__Written exercise__: Convert the lines below into a JSON list of strings, one string per line and no blank lines, starting at the line that contains "the white ceiling" and running through the last line.

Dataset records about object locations
• • • • •
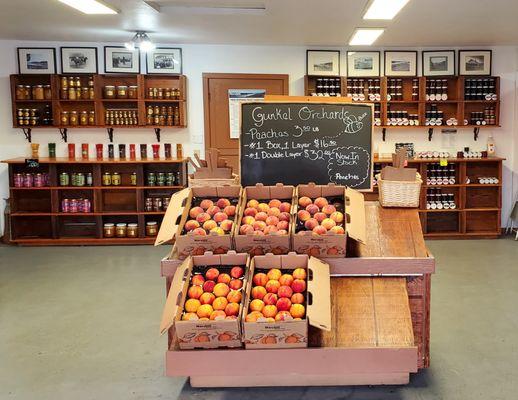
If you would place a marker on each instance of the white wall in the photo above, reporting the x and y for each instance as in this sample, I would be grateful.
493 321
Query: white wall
254 59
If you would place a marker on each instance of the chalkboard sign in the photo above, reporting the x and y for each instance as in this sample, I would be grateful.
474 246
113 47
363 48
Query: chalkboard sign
303 142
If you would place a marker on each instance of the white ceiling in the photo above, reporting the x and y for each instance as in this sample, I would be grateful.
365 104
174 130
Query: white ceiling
294 22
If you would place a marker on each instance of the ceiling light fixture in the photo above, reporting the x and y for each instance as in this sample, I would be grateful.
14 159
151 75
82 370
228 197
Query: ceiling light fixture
384 9
365 36
90 6
141 40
• • • • •
__Exercise output__:
[
  "If you would place a marker on each instance of the white ceiling in the photo above, reporting the x and y for each instance as in this sample, I would be grateful.",
  "365 104",
  "174 130",
  "Query: white ceiling",
  "294 22",
  "If you would place a marker on each instance of the ceiling light fixture in the photo above, reporting the x and y for each instance as in this sample, I would be grateful.",
  "14 159",
  "151 75",
  "82 370",
  "228 197",
  "Query: ceiling light fixture",
  "384 9",
  "365 36",
  "90 6",
  "141 40"
]